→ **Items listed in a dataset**
______________________________
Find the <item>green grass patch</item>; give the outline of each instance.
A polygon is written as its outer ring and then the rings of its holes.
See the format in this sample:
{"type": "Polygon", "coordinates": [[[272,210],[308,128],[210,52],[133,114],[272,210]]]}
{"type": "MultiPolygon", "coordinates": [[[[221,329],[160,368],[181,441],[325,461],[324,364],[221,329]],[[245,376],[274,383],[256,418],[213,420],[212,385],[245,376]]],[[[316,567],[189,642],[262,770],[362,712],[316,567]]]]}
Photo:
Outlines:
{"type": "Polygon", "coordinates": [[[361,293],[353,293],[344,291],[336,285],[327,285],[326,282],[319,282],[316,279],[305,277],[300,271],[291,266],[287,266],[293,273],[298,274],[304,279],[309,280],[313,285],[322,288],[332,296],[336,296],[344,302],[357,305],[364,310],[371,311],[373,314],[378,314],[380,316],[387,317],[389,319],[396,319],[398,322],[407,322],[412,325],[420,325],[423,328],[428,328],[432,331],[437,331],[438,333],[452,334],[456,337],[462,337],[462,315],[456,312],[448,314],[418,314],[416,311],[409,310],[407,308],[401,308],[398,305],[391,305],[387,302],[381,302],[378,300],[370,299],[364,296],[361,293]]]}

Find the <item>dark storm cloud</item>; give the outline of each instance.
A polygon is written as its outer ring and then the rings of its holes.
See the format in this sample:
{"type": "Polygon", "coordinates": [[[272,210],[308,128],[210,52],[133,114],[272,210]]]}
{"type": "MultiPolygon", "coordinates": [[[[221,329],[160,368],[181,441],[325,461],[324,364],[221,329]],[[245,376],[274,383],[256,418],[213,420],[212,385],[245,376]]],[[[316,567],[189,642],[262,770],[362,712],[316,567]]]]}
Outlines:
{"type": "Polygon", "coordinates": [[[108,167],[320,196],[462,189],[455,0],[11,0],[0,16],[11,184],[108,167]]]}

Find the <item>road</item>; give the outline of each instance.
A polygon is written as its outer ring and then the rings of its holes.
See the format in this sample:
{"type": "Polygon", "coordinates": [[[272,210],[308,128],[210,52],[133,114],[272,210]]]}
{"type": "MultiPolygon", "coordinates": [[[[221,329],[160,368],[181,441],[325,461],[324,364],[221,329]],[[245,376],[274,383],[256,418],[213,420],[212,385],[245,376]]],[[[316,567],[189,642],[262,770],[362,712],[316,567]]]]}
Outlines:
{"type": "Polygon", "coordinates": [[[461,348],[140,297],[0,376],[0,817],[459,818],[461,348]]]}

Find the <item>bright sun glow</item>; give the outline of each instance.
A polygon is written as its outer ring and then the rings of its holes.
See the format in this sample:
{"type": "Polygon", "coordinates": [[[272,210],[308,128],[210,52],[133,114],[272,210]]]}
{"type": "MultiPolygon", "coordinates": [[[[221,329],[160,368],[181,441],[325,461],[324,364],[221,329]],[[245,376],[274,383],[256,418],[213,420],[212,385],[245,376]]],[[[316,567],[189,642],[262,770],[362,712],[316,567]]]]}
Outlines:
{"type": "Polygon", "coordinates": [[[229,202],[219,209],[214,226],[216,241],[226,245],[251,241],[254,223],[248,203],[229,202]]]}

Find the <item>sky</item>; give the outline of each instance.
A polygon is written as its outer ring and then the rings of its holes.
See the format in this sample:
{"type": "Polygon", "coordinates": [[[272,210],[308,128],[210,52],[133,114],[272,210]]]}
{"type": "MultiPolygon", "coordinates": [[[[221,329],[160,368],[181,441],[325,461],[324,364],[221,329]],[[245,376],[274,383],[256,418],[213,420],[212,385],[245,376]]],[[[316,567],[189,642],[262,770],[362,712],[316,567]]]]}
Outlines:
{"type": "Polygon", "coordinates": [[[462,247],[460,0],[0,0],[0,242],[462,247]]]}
______________________________
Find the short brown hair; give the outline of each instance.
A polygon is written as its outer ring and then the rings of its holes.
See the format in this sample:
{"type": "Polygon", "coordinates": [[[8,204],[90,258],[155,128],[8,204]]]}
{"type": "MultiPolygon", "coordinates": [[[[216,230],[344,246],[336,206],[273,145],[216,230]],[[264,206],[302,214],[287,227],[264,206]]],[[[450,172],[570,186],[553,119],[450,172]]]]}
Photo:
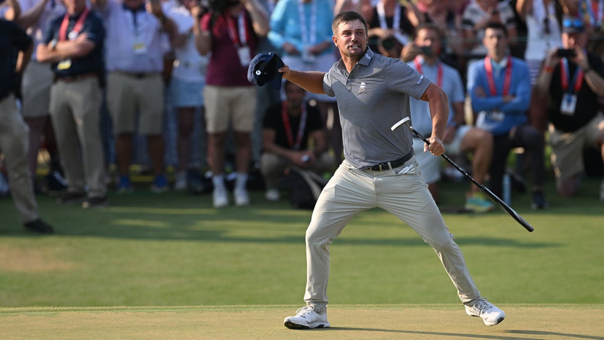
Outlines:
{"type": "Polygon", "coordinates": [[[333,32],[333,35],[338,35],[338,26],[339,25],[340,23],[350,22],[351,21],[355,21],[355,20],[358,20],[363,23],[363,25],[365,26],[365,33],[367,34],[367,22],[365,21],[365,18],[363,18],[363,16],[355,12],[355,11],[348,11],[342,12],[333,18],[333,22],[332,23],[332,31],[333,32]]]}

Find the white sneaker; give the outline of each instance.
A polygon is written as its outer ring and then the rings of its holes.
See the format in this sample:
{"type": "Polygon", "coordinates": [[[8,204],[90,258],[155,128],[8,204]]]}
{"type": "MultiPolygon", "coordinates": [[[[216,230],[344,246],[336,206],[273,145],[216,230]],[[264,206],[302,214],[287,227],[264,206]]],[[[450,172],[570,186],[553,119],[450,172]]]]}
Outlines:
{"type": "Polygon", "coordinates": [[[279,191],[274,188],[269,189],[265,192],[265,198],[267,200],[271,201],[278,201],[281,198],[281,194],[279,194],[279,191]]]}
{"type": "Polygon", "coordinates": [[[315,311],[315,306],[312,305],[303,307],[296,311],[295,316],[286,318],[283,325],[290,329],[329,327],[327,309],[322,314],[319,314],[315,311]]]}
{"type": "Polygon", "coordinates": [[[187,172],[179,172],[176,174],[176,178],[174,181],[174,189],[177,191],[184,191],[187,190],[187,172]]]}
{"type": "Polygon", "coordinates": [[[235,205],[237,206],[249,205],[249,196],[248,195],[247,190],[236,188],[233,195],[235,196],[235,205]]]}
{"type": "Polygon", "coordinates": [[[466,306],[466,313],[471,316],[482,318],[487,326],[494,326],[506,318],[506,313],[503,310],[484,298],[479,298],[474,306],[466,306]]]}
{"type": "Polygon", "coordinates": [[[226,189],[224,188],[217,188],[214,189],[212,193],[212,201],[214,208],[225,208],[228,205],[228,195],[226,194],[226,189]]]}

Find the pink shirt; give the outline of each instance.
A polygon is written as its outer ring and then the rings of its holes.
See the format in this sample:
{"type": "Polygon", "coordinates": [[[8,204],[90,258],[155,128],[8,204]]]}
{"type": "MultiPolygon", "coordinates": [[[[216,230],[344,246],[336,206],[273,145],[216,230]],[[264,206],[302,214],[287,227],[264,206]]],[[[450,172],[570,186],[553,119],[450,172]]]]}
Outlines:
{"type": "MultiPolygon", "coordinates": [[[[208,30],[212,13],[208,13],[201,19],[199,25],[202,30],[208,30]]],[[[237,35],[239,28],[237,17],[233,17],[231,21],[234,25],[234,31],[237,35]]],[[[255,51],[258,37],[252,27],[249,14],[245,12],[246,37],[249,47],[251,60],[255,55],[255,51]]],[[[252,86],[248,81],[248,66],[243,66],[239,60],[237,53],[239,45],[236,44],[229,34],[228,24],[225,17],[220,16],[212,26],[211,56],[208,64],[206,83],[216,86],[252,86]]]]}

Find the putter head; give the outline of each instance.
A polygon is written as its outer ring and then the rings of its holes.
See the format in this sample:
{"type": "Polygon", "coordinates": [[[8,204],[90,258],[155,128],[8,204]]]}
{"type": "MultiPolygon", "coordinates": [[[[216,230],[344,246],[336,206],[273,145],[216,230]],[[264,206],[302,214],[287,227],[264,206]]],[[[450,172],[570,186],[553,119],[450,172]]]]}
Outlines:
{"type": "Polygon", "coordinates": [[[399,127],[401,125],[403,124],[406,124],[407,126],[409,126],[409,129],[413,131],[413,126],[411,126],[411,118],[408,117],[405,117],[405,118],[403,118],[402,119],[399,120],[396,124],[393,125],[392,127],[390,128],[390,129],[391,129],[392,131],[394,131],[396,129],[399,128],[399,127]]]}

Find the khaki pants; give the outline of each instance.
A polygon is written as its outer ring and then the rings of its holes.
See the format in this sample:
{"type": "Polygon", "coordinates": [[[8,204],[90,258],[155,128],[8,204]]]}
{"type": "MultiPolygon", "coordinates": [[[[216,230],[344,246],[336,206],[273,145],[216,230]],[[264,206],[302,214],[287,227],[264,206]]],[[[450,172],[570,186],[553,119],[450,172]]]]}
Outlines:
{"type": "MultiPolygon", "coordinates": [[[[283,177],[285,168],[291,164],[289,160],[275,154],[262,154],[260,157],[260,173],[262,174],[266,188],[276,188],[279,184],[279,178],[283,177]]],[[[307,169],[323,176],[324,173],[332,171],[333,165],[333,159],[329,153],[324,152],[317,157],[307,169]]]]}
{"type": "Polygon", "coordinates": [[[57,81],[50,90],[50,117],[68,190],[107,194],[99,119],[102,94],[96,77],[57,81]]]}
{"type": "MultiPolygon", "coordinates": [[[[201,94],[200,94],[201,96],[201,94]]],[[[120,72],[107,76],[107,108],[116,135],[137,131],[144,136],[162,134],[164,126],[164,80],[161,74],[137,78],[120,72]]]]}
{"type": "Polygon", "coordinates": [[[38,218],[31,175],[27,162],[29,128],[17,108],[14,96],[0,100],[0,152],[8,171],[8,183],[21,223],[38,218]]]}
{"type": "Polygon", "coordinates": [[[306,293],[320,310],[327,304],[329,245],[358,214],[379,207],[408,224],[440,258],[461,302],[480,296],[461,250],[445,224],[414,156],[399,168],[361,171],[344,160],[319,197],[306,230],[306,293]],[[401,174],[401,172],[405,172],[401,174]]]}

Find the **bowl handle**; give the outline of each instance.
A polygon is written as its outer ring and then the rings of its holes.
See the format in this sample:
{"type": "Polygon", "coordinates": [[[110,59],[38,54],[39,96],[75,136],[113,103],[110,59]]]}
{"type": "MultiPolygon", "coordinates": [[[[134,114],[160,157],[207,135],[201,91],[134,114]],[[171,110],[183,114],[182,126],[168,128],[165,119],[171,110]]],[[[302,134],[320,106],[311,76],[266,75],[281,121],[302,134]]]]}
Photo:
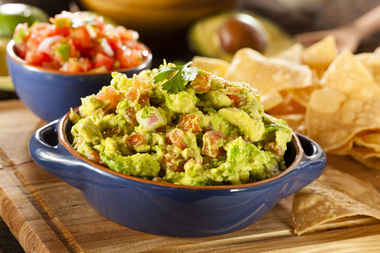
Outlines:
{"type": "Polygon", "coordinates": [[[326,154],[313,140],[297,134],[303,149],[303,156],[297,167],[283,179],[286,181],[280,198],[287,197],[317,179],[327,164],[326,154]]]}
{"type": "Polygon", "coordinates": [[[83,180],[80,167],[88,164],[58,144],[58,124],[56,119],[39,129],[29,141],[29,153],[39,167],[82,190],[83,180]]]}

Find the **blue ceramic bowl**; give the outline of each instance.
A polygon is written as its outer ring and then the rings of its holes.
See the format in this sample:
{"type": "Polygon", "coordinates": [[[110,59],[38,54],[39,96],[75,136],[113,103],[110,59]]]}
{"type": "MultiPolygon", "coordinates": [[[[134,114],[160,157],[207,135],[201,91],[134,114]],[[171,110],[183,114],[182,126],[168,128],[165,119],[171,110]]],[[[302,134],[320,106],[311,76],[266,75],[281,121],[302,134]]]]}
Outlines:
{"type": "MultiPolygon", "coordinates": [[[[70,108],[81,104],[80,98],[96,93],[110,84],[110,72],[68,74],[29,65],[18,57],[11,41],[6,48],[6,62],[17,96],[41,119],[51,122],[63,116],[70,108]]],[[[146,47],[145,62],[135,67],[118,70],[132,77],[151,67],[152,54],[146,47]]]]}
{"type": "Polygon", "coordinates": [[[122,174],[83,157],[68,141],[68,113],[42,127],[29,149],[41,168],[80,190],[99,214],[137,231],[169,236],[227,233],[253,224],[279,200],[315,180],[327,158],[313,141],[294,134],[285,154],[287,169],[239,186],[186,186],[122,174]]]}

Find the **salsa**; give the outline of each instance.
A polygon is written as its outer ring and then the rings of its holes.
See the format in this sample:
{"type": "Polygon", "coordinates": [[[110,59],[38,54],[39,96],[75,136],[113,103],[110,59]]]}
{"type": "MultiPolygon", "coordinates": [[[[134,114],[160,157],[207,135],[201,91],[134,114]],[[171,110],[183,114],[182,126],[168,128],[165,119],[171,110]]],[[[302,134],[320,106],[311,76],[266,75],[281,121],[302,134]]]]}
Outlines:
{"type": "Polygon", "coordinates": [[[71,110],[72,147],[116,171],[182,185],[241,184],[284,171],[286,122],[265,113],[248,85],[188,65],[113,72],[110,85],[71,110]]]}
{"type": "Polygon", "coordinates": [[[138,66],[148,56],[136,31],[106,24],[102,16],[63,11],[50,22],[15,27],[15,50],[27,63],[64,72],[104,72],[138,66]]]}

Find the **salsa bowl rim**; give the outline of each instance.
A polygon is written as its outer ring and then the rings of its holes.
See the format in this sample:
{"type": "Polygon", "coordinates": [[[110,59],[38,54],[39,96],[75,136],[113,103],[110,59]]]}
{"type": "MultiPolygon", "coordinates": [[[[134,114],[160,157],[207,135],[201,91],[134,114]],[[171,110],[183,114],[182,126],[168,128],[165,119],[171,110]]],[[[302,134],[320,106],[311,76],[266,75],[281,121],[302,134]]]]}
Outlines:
______________________________
→ **Objective**
Return every line of the entries above that contains the string "salsa", matching case exactly.

→ **The response**
Find the **salsa**; give the outline of each instance.
Find the **salsa bowl rim**; give the outline of each instance.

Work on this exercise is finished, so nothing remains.